[START OF Text block]

Paul brings out these kinds of thoughts beautifully in Gal. 3:5-14. Especially important is the fact that all the works of the law are under a curse, for “cursed is every one that continueth not in ALL things which are written . . .” (v. 10). We could never get everything right by our own doing. Such a way is a curse, because we so often “mess up,” and so often become aware of our limitations. But Christ became a curse for us (v. 13) by hanging on the cross, so that instead we can receive the blessing of the gift of the Holy Spirit (v. 14) by the righteousness of Jesus Christ. Now we are one with God (vv. 20-21), so that His life is what leads us into all maturity. We are not under the law. Not the law of Moses, nor the New Testament Scriptures taken as law. We are not under the bondage of any man’s interpretation of the Scriptures.

The Scriptures are indeed very important to us, because they came from God, and God uses them to teach us about Jesus. But they are not what we approach God through, in the sense that we come to please God by reading and doing what we read. This is an Old Covenant concept. Rather, the Scriptures are tools in the hand of the Holy Spirit that He uses to teach us and to direct us, and to lead us into the knowledge of Jesus Christ. The difference between these two approaches to God is the difference between day and night. One is by faith in God’s working, the other is our working to try to please God. The first is life, and the second is death.

But, praise God we have freedom from our dead works, and in their place we get God’s living works working within and through us. We are not the head, deciding by our knowledge of the Bible how to please God, but rather Jesus is the head, and He calls the shots by being alive within us, and teaching us daily.

[END OF Text block]
[START OF Given records]

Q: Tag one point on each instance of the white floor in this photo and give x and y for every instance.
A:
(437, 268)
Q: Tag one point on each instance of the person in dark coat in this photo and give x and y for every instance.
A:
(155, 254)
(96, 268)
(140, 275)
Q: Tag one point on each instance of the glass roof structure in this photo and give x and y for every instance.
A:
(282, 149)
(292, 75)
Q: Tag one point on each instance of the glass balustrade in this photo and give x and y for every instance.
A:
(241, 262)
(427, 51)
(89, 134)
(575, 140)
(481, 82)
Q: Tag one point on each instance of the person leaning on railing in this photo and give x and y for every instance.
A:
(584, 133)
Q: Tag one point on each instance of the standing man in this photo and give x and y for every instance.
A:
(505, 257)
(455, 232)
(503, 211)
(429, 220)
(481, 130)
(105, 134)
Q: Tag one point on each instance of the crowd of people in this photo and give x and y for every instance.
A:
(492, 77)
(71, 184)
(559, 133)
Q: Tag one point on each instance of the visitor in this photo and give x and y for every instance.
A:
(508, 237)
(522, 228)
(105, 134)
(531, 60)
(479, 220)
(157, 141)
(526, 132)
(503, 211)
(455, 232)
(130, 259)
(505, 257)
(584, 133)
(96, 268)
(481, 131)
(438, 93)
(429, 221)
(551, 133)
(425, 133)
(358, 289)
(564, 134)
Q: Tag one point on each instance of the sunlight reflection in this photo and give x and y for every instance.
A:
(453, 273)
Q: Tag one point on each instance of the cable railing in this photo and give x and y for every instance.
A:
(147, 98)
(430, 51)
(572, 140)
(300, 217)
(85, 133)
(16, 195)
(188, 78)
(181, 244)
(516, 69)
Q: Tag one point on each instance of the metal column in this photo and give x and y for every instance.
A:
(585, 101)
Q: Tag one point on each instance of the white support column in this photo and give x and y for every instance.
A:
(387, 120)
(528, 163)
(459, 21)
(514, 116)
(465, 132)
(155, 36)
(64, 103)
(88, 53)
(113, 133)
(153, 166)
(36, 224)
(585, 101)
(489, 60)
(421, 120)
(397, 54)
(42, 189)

[END OF Given records]

From the passage on the law and the Scriptures, return the stretch that starts at the words "But, praise God" and ends after the words "teaching us daily.", copied unchanged.

But, praise God we have freedom from our dead works, and in their place we get God’s living works working within and through us. We are not the head, deciding by our knowledge of the Bible how to please God, but rather Jesus is the head, and He calls the shots by being alive within us, and teaching us daily.